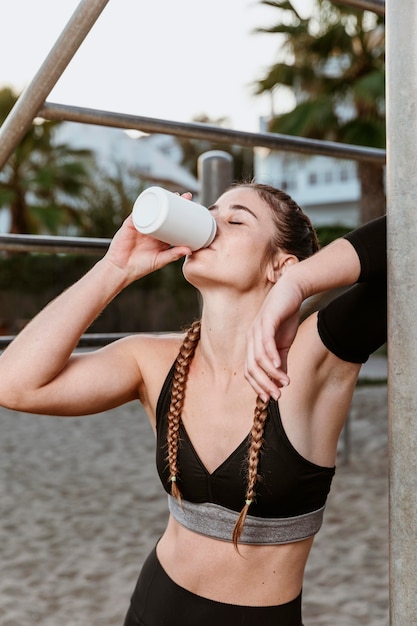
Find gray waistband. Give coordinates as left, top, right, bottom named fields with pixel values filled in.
left=168, top=495, right=325, bottom=545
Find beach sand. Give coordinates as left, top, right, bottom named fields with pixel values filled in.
left=0, top=384, right=388, bottom=625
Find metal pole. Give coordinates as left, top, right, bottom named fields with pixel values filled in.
left=0, top=333, right=131, bottom=350
left=38, top=101, right=386, bottom=164
left=198, top=151, right=234, bottom=207
left=386, top=0, right=417, bottom=623
left=0, top=0, right=110, bottom=170
left=0, top=233, right=110, bottom=255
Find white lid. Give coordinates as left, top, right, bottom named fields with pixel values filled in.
left=132, top=188, right=167, bottom=230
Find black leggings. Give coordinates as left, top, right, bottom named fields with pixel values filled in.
left=123, top=546, right=303, bottom=626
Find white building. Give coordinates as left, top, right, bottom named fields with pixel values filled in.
left=254, top=147, right=360, bottom=227
left=254, top=115, right=361, bottom=228
left=55, top=122, right=199, bottom=193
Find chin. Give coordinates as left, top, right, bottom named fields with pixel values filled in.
left=182, top=257, right=212, bottom=289
left=182, top=252, right=202, bottom=272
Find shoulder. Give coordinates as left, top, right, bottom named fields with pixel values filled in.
left=125, top=331, right=184, bottom=355
left=121, top=331, right=184, bottom=422
left=127, top=330, right=184, bottom=377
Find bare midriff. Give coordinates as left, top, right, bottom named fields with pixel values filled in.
left=156, top=515, right=314, bottom=607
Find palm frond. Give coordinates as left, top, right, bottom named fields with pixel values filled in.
left=269, top=98, right=339, bottom=139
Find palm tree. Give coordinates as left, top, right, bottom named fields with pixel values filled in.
left=0, top=87, right=95, bottom=234
left=254, top=0, right=385, bottom=223
left=81, top=164, right=146, bottom=238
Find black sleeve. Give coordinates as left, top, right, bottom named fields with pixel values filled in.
left=317, top=282, right=387, bottom=363
left=344, top=215, right=386, bottom=282
left=317, top=216, right=387, bottom=363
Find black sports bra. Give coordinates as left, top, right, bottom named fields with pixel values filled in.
left=155, top=362, right=335, bottom=521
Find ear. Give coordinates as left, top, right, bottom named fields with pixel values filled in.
left=266, top=253, right=298, bottom=284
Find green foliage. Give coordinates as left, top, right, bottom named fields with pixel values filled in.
left=315, top=224, right=350, bottom=248
left=0, top=254, right=93, bottom=293
left=0, top=87, right=96, bottom=234
left=0, top=252, right=189, bottom=294
left=255, top=0, right=385, bottom=147
left=269, top=98, right=339, bottom=138
left=0, top=253, right=199, bottom=333
left=81, top=165, right=146, bottom=238
left=254, top=0, right=386, bottom=222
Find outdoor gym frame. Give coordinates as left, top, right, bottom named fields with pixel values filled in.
left=1, top=1, right=416, bottom=623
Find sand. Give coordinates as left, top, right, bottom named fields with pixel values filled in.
left=0, top=383, right=388, bottom=625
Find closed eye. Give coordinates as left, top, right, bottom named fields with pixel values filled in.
left=229, top=220, right=243, bottom=225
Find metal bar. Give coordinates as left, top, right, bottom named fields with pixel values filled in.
left=0, top=233, right=110, bottom=255
left=0, top=333, right=131, bottom=350
left=198, top=151, right=234, bottom=207
left=75, top=333, right=133, bottom=347
left=38, top=102, right=386, bottom=165
left=331, top=0, right=385, bottom=15
left=386, top=0, right=417, bottom=622
left=0, top=0, right=110, bottom=170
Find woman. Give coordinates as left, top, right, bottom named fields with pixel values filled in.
left=0, top=183, right=386, bottom=626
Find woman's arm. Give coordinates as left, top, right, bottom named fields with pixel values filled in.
left=0, top=215, right=190, bottom=416
left=245, top=217, right=387, bottom=401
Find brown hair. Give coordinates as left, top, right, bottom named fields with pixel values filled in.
left=166, top=319, right=201, bottom=502
left=237, top=182, right=320, bottom=263
left=166, top=184, right=318, bottom=548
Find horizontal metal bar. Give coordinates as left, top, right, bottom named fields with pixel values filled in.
left=0, top=333, right=132, bottom=350
left=332, top=0, right=385, bottom=15
left=39, top=102, right=386, bottom=165
left=75, top=333, right=134, bottom=347
left=0, top=0, right=111, bottom=170
left=0, top=233, right=110, bottom=254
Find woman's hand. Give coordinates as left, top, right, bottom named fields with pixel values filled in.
left=104, top=214, right=191, bottom=285
left=245, top=277, right=304, bottom=401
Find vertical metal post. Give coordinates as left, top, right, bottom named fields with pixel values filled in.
left=386, top=1, right=417, bottom=623
left=0, top=0, right=111, bottom=170
left=198, top=150, right=234, bottom=207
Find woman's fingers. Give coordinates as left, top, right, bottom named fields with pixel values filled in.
left=154, top=245, right=191, bottom=269
left=245, top=324, right=290, bottom=401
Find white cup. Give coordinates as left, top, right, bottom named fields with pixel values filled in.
left=132, top=186, right=217, bottom=251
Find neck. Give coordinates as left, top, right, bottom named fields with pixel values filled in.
left=196, top=293, right=265, bottom=374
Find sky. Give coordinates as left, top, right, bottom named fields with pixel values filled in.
left=0, top=0, right=313, bottom=133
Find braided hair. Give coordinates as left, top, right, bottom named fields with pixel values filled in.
left=166, top=319, right=201, bottom=501
left=166, top=183, right=318, bottom=548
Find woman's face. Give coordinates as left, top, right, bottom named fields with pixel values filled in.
left=182, top=187, right=281, bottom=294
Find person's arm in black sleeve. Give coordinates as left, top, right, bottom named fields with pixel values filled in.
left=317, top=215, right=387, bottom=363
left=344, top=215, right=386, bottom=282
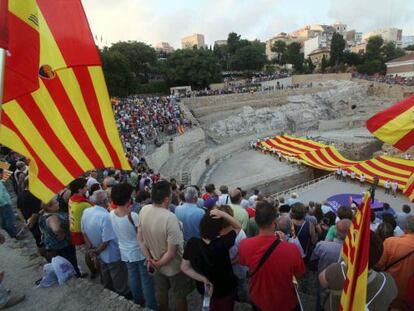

# # # # # # #

§ **ASSIGNED TASK**
When a line carries an image, skip the image and repeat everything else above exactly as written.

§ **RESPONSE TO THIS EXERCISE**
Find gray waistband. Give coordinates as left, top, right, bottom named fields with pixel values filled in.
left=168, top=495, right=325, bottom=545
Find beach sand. Give coordinates as left, top, right, bottom named fields with pixel values filled in.
left=0, top=384, right=388, bottom=625
Find metal pole. Give coordinates as left, top, right, bottom named fields with pixel values filled in.
left=0, top=333, right=131, bottom=350
left=38, top=101, right=386, bottom=164
left=198, top=151, right=234, bottom=207
left=386, top=0, right=417, bottom=623
left=0, top=0, right=110, bottom=170
left=0, top=233, right=110, bottom=255
Find white lid. Give coordinates as left, top, right, bottom named fields with pixel values filled in.
left=132, top=188, right=167, bottom=230
Find black leggings. Give coordinates as left, top, right, bottom named fields with pixel values filled in.
left=123, top=546, right=303, bottom=626
Find white building. Give coordinates as left, top, right, bottom named fields with pixel values filled in.
left=254, top=147, right=360, bottom=227
left=254, top=115, right=361, bottom=228
left=55, top=122, right=199, bottom=193
Find chin. Give coordinates as left, top, right, bottom named fields with pixel values filled in.
left=182, top=257, right=212, bottom=289
left=182, top=252, right=202, bottom=272
Find shoulder. Give coordinates as left, top, right, bottom named fields with pixel values filled in.
left=125, top=331, right=184, bottom=355
left=121, top=331, right=184, bottom=422
left=127, top=330, right=184, bottom=377
Find bare midriff. Give coordinates as left, top, right, bottom named fields with pixel values filled in.
left=156, top=515, right=314, bottom=607
Find palm frond. Give coordinates as left, top, right, bottom named fields with pixel values filled in.
left=269, top=98, right=339, bottom=139
Find palm tree. Give coordinates as left, top, right, bottom named fields with pixel values filled in.
left=0, top=87, right=95, bottom=234
left=254, top=0, right=385, bottom=223
left=81, top=164, right=146, bottom=238
Find black sleeve. Give coordinates as left, top, right, bottom named fields with pixel values filled in.
left=317, top=282, right=387, bottom=363
left=344, top=215, right=386, bottom=282
left=317, top=216, right=387, bottom=363
Find black sports bra. Give coordinates as left, top, right, bottom named fields with pixel values filled in.
left=155, top=362, right=335, bottom=521
Find ear. Give coordinates as left, top, right, bottom named fields with pixel values filled in.
left=266, top=253, right=298, bottom=284
Find green foliage. Give coordinates as left, top, right, bottom named fields with pixel values filled in.
left=315, top=224, right=350, bottom=248
left=0, top=254, right=93, bottom=293
left=0, top=87, right=96, bottom=234
left=0, top=252, right=189, bottom=294
left=255, top=0, right=385, bottom=147
left=269, top=98, right=339, bottom=138
left=0, top=253, right=199, bottom=333
left=81, top=165, right=146, bottom=238
left=254, top=0, right=386, bottom=222
Find outdoor gym frame. Give coordinates as left, top, right, bottom named fields with pixel values filled in.
left=1, top=1, right=416, bottom=623
Find sand. Give coordinates as left, top, right, bottom named fields with pixel values filled in.
left=0, top=383, right=388, bottom=625
Find closed eye. Give coordinates as left, top, right, bottom named fields with pixel values filled in.
left=229, top=220, right=243, bottom=225
Find metal bar. Give coordinates as left, top, right, bottom named fields with pixel values filled in.
left=0, top=233, right=110, bottom=255
left=0, top=333, right=131, bottom=350
left=198, top=151, right=234, bottom=207
left=75, top=333, right=133, bottom=347
left=38, top=102, right=386, bottom=165
left=331, top=0, right=385, bottom=15
left=386, top=0, right=417, bottom=622
left=0, top=0, right=110, bottom=170
Find woman. Give coordinates as left, top, right, bottom named fields with pixel values filled in.
left=0, top=183, right=386, bottom=626
Find woman's arm. Give coordinates as left, top, right, bottom named fields with pixel values filled in.
left=0, top=215, right=190, bottom=416
left=245, top=217, right=387, bottom=401
Find brown hair. Give coordinates as left, top, right, bottom named fields with pixel values filled in.
left=166, top=319, right=201, bottom=502
left=237, top=182, right=320, bottom=263
left=166, top=184, right=318, bottom=548
Find horizontal metal bar. Give coordinates as left, top, right, bottom named fields with pixel values filled in.
left=0, top=333, right=132, bottom=350
left=332, top=0, right=385, bottom=15
left=39, top=102, right=386, bottom=165
left=75, top=333, right=134, bottom=347
left=0, top=0, right=111, bottom=170
left=0, top=233, right=110, bottom=254
Find woman's hand. Give coordinates as left, top, right, bottom named fields with pixel values filled in.
left=104, top=214, right=191, bottom=285
left=245, top=277, right=304, bottom=401
Find vertical metal post. Give coordinates as left, top, right, bottom named fields with pixel values filled in.
left=386, top=1, right=417, bottom=623
left=0, top=0, right=111, bottom=170
left=198, top=150, right=234, bottom=207
Find woman's fingers. Give coordinates as left, top, right, bottom named fields with pixel values filled in.
left=154, top=245, right=191, bottom=269
left=245, top=324, right=290, bottom=401
Find white cup. Give coordinates as left, top, right, bottom named fields with pixel values filled in.
left=132, top=186, right=217, bottom=251
Find neck. Give coordinates as left, top, right, bottom named fields with pixel values filled in.
left=196, top=293, right=265, bottom=374
Find sky. Give coordinates as left, top, right, bottom named fields with pixel values filled in.
left=0, top=0, right=313, bottom=133
Find braided hair. Give coordinates as left, top, right, bottom named fields with pixel values filled in.
left=166, top=319, right=201, bottom=501
left=166, top=183, right=318, bottom=548
Find woman's face. Give coordinates as left, top, right, bottom named fields with pixel values filled in.
left=182, top=187, right=281, bottom=294
Find person's arm in black sleeve. Give coordinates as left, top, right, bottom named fields with pixel values filled in.
left=317, top=215, right=387, bottom=363
left=344, top=215, right=386, bottom=282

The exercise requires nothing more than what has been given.